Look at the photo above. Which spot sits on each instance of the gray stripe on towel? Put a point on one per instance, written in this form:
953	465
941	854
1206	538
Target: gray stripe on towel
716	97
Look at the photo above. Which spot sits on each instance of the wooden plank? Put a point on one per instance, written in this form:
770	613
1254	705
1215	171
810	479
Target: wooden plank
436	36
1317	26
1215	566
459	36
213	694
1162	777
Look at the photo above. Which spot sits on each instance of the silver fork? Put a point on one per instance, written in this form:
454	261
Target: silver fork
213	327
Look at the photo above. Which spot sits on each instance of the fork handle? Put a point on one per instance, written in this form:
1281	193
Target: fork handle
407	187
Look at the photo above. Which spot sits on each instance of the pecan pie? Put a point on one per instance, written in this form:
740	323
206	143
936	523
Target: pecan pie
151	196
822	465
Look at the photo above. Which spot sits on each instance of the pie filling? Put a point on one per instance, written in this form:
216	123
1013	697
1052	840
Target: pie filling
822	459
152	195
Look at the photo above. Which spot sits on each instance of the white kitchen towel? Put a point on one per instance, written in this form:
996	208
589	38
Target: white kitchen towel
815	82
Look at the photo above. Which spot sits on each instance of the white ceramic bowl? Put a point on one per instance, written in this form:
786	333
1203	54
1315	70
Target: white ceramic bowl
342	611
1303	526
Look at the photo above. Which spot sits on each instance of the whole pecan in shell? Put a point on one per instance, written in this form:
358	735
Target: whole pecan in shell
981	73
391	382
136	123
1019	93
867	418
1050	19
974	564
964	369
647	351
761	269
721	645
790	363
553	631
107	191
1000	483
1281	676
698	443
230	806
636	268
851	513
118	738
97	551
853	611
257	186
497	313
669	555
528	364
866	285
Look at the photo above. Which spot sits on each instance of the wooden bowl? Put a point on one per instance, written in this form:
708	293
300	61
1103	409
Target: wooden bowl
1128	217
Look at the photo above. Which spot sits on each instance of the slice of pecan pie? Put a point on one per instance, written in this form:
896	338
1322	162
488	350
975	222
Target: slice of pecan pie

------------------------------------------------------------

## About this task
Give the total number of lines in the entries that contain the word "slice", with no other words.

## Exercise solution
2